───── Excerpted passage

Lois Smith, Biff McGuire. |
“Come Next Thursday” [Marriage]; “Twas Brillig” [Films]; “So
Please Be Kind” [Sex]; “Present Tense” [Marriage]
Biff McGuire and Lois Smith, both A-list stage actors,
appeared in each of these four Off-Broadway one-acters by Frank Gilroy, author
of the hit play The Subject Was Roses.
Supporting them were less well-known players Stanley Beck, Sarah Cunningham, and
Gary Nebiol. “As entertainment,” concluded Clive Barnes, “the pulse [of these
plays] is dim and distant.” The evening struck John Simon” as an almost
complete, although completely likable, failure.”
“Come Next Thursday” is a black comedy about a wife (Smith)
who manages to overlook her wayward husband’s (McGuire) faults. “Twas Brillig”

──────────

- **Aim of the task**:
Can you echo the passage about the Gilroy one-acters word for word, from "Lois Smith, Biff" up to and including "a wife (Smith)"? Draw only on the passage about the Gilroy one-acters.

───── Supplied material

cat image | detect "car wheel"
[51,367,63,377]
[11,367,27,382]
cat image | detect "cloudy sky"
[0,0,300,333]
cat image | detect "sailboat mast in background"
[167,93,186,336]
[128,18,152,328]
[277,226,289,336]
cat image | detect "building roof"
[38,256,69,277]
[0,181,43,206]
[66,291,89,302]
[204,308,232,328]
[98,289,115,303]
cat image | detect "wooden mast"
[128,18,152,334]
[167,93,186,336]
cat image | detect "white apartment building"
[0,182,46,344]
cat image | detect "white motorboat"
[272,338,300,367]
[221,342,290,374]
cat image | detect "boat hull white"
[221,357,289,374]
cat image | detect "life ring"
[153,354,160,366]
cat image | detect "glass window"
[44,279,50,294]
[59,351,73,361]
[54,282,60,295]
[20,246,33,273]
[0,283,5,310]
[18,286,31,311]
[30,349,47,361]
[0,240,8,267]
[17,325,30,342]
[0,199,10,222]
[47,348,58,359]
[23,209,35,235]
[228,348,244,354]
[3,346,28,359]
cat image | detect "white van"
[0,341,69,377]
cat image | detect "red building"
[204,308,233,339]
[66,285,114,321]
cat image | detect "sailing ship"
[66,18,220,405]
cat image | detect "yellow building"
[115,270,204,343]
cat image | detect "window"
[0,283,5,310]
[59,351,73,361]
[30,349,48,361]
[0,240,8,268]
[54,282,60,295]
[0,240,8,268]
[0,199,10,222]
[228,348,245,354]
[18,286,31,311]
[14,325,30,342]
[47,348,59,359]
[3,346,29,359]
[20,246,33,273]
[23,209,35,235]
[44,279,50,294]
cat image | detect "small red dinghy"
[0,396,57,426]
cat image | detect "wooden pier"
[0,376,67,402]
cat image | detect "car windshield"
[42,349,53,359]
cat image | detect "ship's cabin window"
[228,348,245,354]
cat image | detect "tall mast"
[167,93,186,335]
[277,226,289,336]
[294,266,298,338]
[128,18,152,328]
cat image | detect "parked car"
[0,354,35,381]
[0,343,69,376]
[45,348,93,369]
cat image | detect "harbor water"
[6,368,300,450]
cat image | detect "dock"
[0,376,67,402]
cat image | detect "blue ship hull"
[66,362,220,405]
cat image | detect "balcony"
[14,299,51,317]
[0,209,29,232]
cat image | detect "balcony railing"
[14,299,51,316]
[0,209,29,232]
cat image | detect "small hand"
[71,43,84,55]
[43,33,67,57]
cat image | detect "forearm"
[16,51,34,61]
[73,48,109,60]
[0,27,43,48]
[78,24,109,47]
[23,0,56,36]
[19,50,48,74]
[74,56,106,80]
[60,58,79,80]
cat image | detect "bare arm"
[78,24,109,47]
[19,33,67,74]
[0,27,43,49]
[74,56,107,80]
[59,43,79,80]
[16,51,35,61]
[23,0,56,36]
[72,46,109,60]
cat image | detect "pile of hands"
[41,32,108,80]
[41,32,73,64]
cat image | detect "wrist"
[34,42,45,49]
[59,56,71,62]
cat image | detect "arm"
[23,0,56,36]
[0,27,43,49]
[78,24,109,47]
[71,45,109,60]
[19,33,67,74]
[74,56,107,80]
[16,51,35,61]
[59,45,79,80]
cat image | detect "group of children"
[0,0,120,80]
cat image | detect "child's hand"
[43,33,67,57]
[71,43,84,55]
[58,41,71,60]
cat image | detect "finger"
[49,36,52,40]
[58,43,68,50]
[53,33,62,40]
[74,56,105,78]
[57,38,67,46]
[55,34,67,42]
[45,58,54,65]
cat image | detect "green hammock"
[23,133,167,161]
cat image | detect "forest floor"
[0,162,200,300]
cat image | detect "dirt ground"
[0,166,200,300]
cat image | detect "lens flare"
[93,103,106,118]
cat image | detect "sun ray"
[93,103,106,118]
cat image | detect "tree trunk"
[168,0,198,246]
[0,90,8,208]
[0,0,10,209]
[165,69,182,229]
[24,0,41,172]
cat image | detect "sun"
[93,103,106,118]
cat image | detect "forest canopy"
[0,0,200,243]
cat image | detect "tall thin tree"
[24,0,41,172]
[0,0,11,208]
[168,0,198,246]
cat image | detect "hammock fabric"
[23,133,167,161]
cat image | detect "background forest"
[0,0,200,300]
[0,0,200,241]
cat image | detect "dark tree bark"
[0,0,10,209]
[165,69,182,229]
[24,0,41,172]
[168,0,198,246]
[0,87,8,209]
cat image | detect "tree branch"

──────────

- **Answer space**:
Lois Smith, Biff McGuire. |
“Come Next Thursday” [Marriage]; “Twas Brillig” [Films]; “So
Please Be Kind” [Sex]; “Present Tense” [Marriage]
Biff McGuire and Lois Smith, both A-list stage actors,
appeared in each of these four Off-Broadway one-acters by Frank Gilroy, author
of the hit play The Subject Was Roses.
Supporting them were less well-known players Stanley Beck, Sarah Cunningham, and
Gary Nebiol. “As entertainment,” concluded Clive Barnes, “the pulse [of these
plays] is dim and distant.” The evening struck John Simon” as an almost
complete, although completely likable, failure.”
“Come Next Thursday” is a black comedy about a wife (Smith)